> Task brief
Find the lines in the records that carry the word "instance". Copy each one.

> Excerpted records
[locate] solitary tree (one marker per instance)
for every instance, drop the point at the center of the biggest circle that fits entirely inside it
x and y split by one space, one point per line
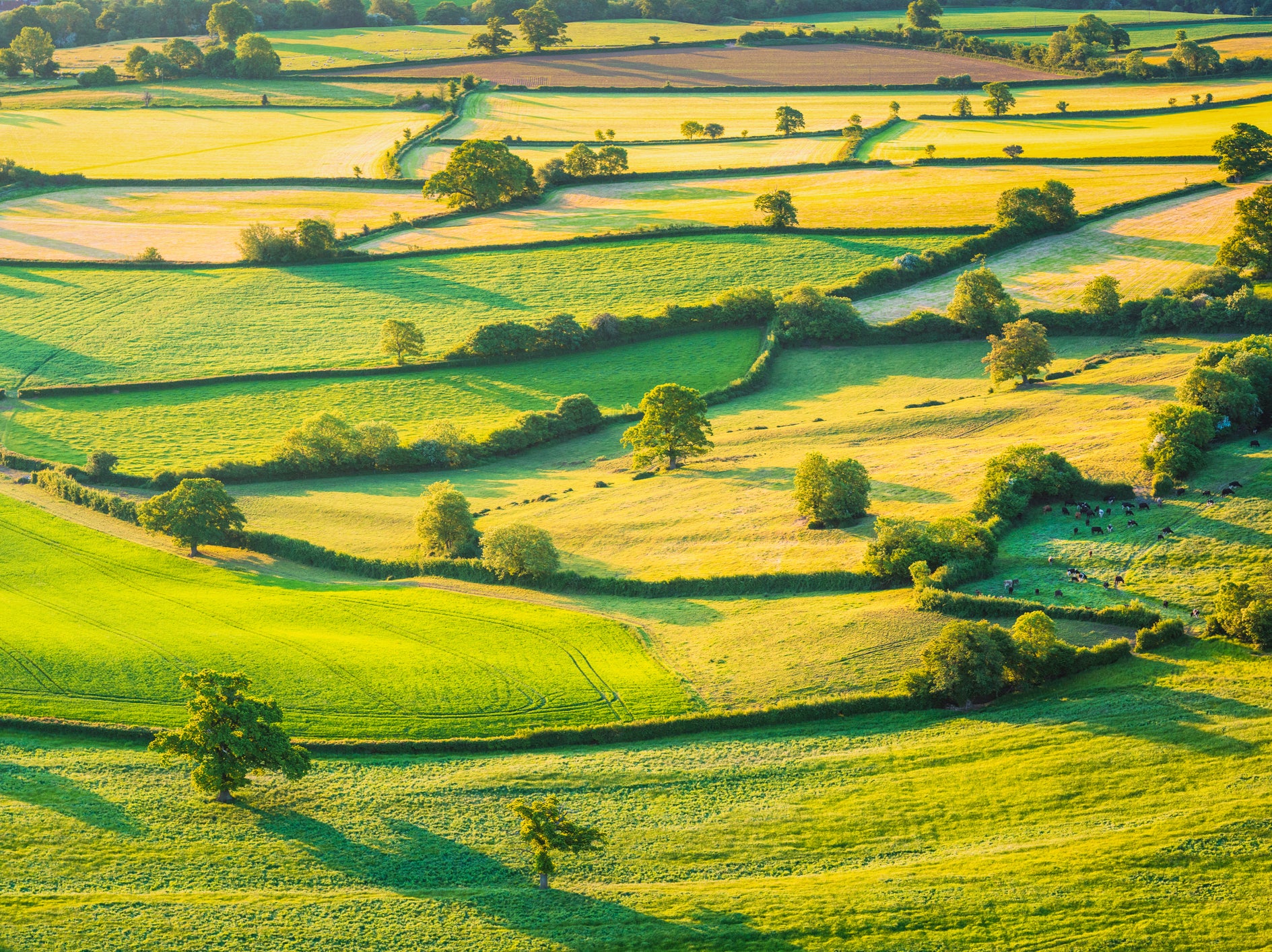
229 734
481 174
494 38
673 426
228 21
1022 351
519 549
444 524
541 27
981 303
1244 151
789 120
779 210
194 512
999 98
400 339
1249 247
831 492
549 830
923 14
34 47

> Exercise solution
[locate] solitary tree (one marker per instance)
for every instance, drop the point at the center of the biggest circle that fits entirely inside it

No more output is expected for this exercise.